─── DATA EXTRACT ───

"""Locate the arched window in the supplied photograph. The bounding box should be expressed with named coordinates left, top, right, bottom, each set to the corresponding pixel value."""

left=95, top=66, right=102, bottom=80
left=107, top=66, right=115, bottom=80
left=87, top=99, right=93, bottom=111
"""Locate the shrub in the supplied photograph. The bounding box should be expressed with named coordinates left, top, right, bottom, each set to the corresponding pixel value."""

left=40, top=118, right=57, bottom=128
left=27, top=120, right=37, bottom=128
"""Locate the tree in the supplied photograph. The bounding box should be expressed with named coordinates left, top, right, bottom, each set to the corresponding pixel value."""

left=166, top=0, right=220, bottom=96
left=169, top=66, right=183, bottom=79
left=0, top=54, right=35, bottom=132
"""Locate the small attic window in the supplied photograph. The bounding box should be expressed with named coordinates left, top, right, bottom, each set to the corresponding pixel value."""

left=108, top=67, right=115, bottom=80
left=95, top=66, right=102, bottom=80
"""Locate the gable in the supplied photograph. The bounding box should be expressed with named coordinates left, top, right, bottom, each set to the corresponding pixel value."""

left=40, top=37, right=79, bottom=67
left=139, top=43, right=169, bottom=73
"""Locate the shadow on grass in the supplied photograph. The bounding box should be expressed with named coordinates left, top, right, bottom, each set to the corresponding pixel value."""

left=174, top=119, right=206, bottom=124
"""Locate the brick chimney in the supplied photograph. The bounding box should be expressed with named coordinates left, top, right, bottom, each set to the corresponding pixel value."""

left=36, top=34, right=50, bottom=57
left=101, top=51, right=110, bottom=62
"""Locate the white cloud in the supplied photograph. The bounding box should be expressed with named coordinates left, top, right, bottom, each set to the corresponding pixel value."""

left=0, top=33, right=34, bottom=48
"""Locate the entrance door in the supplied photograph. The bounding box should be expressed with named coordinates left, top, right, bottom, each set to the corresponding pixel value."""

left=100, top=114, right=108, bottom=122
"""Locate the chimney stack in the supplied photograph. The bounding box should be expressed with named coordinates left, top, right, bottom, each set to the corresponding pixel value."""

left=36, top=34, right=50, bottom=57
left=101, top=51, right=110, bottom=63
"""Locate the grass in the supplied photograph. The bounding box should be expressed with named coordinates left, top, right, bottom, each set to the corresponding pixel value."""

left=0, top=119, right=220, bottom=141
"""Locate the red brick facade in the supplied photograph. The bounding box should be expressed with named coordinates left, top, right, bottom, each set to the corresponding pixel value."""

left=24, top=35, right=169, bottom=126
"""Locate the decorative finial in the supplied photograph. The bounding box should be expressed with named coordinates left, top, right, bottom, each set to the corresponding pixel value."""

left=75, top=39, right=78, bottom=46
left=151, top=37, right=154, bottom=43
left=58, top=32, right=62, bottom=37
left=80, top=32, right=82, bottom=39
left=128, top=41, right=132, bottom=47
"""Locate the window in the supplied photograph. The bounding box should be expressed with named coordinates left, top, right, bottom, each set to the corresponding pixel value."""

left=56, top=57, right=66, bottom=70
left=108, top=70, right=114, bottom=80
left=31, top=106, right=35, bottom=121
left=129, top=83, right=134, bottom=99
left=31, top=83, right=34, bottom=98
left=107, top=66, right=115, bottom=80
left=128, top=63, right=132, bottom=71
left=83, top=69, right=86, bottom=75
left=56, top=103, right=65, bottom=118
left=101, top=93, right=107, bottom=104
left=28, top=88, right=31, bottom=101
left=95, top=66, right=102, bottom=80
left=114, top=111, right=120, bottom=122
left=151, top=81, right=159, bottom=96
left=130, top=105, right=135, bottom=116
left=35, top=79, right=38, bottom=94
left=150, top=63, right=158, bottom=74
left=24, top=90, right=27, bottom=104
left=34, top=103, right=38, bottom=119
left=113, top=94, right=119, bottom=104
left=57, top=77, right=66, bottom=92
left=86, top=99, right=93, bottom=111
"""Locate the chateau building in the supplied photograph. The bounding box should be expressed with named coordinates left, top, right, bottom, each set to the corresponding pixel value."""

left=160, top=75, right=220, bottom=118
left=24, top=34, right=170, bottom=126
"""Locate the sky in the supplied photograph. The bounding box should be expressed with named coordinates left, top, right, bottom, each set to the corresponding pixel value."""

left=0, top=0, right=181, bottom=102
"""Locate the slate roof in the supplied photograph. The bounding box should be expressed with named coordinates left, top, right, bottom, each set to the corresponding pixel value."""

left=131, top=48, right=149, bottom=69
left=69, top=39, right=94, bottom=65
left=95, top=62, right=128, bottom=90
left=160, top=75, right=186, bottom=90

───

- _EXERCISE_: Which lines in the entries above contain the string "brick"? Display each of those lines in full, treating uppercase and lowercase letters as different.

- _WRITTEN REPLY_:
"""Locate the brick chimney in the supplied photograph. The bounding box should be expressed with named coordinates left, top, right, bottom, each set to the corresponding pixel value."""
"""Locate the red brick facade in the supplied photograph. The bounding box should be expressed with named coordinates left, top, right, bottom, each set to the corresponding pixel value."""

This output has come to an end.